_WORK INSTRUCTIONS:_ Convert the lines of the items below, from the line containing "the boy's face in profile" through the line containing "Target: boy's face in profile", into a numbered list, with both of those lines included and any blank lines omitted.

_RECORDS SHOWN:_
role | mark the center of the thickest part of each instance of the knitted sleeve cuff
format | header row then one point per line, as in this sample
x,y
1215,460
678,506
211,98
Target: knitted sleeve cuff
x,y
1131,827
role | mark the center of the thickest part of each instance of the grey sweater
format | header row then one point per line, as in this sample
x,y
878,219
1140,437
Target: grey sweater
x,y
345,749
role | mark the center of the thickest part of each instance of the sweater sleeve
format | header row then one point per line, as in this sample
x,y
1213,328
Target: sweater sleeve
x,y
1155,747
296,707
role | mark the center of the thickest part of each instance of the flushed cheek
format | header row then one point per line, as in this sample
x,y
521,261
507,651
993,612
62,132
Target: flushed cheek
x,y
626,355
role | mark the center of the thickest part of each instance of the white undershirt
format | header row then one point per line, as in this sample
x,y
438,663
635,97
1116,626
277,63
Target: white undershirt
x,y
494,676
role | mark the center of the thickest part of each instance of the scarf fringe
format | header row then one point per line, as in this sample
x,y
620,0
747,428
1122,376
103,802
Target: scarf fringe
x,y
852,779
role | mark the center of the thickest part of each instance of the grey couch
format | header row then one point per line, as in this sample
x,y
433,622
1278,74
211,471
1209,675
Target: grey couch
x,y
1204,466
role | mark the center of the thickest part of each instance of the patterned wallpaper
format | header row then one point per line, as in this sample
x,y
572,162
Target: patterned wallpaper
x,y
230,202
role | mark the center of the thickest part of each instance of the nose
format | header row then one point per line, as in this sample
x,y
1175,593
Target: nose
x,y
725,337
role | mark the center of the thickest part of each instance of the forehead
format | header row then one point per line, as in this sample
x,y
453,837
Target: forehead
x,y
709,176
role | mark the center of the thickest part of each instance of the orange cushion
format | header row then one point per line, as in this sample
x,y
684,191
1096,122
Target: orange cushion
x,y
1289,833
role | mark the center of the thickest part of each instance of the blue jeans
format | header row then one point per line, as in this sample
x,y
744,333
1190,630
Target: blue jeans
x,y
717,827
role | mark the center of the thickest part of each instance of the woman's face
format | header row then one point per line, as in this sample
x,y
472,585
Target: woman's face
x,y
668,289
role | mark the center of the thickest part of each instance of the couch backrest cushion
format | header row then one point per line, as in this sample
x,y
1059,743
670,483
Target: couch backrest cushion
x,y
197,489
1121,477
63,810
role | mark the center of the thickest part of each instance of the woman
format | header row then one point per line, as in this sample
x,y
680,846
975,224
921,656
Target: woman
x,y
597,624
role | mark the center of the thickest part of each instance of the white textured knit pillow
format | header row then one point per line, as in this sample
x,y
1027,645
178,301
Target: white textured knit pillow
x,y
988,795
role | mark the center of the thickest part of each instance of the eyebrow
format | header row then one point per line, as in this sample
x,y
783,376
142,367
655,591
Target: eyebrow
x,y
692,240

...

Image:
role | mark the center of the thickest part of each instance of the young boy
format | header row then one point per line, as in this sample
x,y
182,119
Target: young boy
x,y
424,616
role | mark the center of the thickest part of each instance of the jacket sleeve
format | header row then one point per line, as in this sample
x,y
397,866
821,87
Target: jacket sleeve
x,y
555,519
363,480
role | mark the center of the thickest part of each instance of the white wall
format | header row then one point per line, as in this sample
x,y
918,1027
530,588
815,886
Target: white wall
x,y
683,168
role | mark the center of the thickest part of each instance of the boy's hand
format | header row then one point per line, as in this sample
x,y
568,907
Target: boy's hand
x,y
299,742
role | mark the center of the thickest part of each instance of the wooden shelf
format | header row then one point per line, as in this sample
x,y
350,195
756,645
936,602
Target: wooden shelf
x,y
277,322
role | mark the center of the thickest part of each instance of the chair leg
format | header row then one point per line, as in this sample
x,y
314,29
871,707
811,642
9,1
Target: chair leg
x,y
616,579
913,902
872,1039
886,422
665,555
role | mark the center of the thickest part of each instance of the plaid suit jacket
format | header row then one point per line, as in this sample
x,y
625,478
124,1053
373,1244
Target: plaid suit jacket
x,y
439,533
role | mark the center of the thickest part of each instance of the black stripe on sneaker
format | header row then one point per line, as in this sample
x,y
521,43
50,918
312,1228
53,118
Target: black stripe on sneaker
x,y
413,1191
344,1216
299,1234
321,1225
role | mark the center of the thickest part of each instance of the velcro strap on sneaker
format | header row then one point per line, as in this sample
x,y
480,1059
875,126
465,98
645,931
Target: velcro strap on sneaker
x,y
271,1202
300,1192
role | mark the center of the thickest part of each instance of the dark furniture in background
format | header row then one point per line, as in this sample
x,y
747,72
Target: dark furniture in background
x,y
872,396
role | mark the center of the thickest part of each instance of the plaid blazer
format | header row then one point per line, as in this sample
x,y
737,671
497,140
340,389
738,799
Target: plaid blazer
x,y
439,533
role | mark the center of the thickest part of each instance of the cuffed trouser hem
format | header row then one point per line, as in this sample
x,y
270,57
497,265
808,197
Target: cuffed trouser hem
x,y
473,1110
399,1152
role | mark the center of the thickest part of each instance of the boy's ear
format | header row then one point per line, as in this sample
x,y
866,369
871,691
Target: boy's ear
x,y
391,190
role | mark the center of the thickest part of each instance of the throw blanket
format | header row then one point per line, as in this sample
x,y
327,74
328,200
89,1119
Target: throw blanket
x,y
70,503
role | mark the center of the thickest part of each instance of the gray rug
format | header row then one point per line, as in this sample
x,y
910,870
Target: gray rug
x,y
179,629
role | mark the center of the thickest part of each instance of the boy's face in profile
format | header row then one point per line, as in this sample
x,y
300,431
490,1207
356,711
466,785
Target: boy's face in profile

_TASK ANSWER:_
1. role | mark the center of the thickest part of each instance of the boy's face in profile
2. format | header row then one point per line, as in this sample
3. x,y
4. 300,431
5. 490,1207
6. 356,711
7. 466,785
8. Target: boy's face in profile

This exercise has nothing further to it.